## Your task
Please copy out the entries below exactly, beginning with the line that contains "Each instance of the pond" and ending with the line that contains "Each instance of the green", and include nothing outside that span.

Point localization data
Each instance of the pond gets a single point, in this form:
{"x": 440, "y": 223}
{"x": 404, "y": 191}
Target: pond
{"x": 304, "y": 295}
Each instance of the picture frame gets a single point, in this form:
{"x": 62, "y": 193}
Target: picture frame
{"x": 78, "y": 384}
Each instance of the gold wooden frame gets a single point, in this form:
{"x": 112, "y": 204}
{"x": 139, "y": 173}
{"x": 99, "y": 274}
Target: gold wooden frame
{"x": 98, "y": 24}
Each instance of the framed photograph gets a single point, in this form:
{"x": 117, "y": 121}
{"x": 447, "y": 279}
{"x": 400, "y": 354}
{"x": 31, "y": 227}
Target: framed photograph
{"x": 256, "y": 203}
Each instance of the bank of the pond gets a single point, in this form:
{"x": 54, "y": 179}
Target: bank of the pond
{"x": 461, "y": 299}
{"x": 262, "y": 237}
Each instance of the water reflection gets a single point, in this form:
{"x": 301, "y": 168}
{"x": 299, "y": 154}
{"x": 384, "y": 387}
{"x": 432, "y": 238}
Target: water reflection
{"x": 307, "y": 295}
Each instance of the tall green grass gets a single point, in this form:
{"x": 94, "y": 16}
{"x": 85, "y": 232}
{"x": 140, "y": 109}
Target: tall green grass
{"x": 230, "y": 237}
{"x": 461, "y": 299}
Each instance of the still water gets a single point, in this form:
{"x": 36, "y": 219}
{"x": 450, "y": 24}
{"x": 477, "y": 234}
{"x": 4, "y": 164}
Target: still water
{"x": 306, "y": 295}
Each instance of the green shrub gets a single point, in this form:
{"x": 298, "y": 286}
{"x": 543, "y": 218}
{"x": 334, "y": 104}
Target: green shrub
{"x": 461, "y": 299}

--

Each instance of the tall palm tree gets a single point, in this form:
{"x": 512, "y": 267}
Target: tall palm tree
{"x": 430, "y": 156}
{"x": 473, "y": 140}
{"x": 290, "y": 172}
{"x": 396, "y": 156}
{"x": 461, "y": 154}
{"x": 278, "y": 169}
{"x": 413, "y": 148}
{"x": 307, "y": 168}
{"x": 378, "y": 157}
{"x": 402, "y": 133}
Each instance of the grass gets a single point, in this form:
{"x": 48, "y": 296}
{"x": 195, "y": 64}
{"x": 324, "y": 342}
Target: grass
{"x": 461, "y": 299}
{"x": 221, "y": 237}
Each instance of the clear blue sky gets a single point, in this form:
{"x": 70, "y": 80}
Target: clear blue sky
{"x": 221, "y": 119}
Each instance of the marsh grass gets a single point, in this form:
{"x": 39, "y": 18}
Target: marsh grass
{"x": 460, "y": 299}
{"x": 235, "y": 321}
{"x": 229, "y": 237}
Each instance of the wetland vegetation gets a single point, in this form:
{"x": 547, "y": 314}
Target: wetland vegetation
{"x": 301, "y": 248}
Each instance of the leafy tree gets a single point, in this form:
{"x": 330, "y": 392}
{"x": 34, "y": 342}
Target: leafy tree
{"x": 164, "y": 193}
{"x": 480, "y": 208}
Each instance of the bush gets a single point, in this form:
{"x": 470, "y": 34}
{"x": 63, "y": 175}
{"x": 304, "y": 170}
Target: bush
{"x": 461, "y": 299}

## Solution for this task
Each instance of the pond gets a single point, in this form:
{"x": 440, "y": 223}
{"x": 404, "y": 191}
Target: pond
{"x": 304, "y": 295}
Each instance of the picture frame gets a single point, in this form:
{"x": 62, "y": 193}
Target: picture frame
{"x": 78, "y": 384}
Each instance of the gold wooden frame gets a single point, in this form:
{"x": 112, "y": 204}
{"x": 139, "y": 173}
{"x": 99, "y": 274}
Target: gold wooden frame
{"x": 98, "y": 24}
Each instance of the framed photograph gets a single point, in this form:
{"x": 117, "y": 121}
{"x": 447, "y": 279}
{"x": 400, "y": 354}
{"x": 31, "y": 227}
Target: framed photograph
{"x": 256, "y": 203}
Each instance of the bank of the pond gets a single point, in this form:
{"x": 54, "y": 179}
Target: bank of the pond
{"x": 461, "y": 299}
{"x": 262, "y": 237}
Each instance of the water reflection gets a single point, in this form:
{"x": 301, "y": 168}
{"x": 299, "y": 154}
{"x": 384, "y": 387}
{"x": 432, "y": 238}
Target: water reflection
{"x": 307, "y": 295}
Each instance of the tall green grass gets a single point, in this form:
{"x": 94, "y": 16}
{"x": 85, "y": 232}
{"x": 140, "y": 109}
Target: tall green grass
{"x": 230, "y": 237}
{"x": 461, "y": 299}
Each instance of the still water gets a single point, in this form:
{"x": 36, "y": 219}
{"x": 450, "y": 24}
{"x": 477, "y": 234}
{"x": 4, "y": 164}
Target: still water
{"x": 306, "y": 295}
Each instance of the green shrub gets a single point, in this form:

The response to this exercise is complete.